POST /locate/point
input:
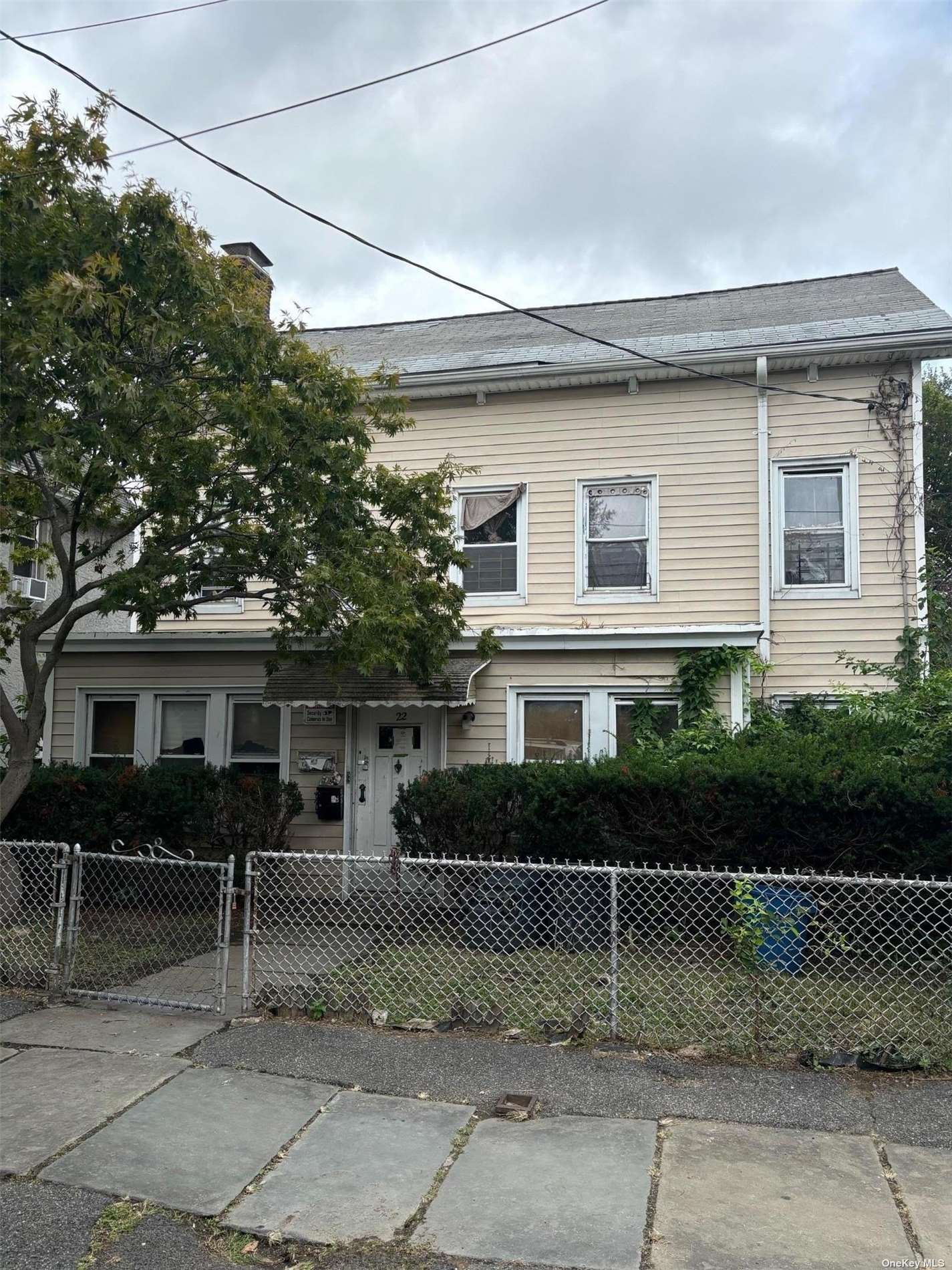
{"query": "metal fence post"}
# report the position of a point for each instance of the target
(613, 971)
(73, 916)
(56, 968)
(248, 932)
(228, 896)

━━━━━━━━━━━━━━━━━━━━

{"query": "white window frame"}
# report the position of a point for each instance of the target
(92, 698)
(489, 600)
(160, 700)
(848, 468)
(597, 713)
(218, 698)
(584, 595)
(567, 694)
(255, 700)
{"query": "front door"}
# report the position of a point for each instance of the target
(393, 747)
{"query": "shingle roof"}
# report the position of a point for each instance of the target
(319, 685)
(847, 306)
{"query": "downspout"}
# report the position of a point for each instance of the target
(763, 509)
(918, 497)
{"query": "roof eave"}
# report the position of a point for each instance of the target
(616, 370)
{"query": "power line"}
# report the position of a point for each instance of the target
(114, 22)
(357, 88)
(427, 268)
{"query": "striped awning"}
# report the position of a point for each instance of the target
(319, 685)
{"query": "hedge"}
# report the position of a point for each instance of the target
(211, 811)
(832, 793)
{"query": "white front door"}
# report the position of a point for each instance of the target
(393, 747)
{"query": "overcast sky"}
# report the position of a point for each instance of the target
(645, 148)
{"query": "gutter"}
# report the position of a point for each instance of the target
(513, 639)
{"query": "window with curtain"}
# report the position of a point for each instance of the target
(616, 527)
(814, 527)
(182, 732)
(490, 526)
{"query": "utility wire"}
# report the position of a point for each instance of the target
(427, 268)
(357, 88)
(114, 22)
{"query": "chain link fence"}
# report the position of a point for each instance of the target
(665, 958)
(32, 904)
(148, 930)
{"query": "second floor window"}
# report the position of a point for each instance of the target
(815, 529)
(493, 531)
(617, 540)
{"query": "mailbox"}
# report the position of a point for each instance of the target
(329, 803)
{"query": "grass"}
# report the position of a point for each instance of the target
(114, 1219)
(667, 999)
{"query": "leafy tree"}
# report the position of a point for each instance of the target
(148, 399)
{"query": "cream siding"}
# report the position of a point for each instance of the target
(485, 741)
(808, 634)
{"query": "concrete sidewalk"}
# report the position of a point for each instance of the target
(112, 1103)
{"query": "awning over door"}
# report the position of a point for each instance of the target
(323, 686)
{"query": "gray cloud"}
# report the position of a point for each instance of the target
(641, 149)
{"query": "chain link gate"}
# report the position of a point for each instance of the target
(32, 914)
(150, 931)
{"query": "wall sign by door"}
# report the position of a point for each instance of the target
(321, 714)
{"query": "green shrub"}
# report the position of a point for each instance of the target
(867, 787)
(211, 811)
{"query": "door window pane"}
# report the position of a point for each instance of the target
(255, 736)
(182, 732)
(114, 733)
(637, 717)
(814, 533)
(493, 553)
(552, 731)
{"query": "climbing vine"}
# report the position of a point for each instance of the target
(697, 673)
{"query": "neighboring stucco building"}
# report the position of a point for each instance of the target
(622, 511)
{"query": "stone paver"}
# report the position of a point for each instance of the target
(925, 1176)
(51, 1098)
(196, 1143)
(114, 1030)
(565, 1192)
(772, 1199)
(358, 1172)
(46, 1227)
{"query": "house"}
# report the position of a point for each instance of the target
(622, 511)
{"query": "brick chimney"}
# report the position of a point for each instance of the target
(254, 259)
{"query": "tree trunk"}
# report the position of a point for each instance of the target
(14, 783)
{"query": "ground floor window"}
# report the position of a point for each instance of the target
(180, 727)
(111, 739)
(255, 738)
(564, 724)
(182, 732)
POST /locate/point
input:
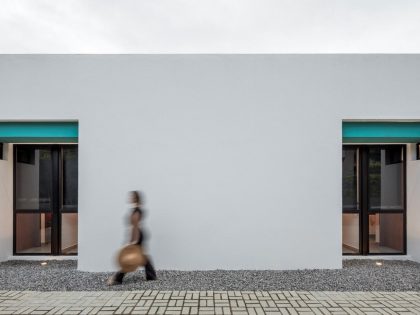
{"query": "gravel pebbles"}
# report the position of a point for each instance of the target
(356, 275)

━━━━━━━━━━━━━━━━━━━━

WHAT TO DO →
When the word "chain" appears in a line of the listing, copy that line.

ANSWER SECTION →
{"query": "chain link fence"}
{"query": "chain link gate"}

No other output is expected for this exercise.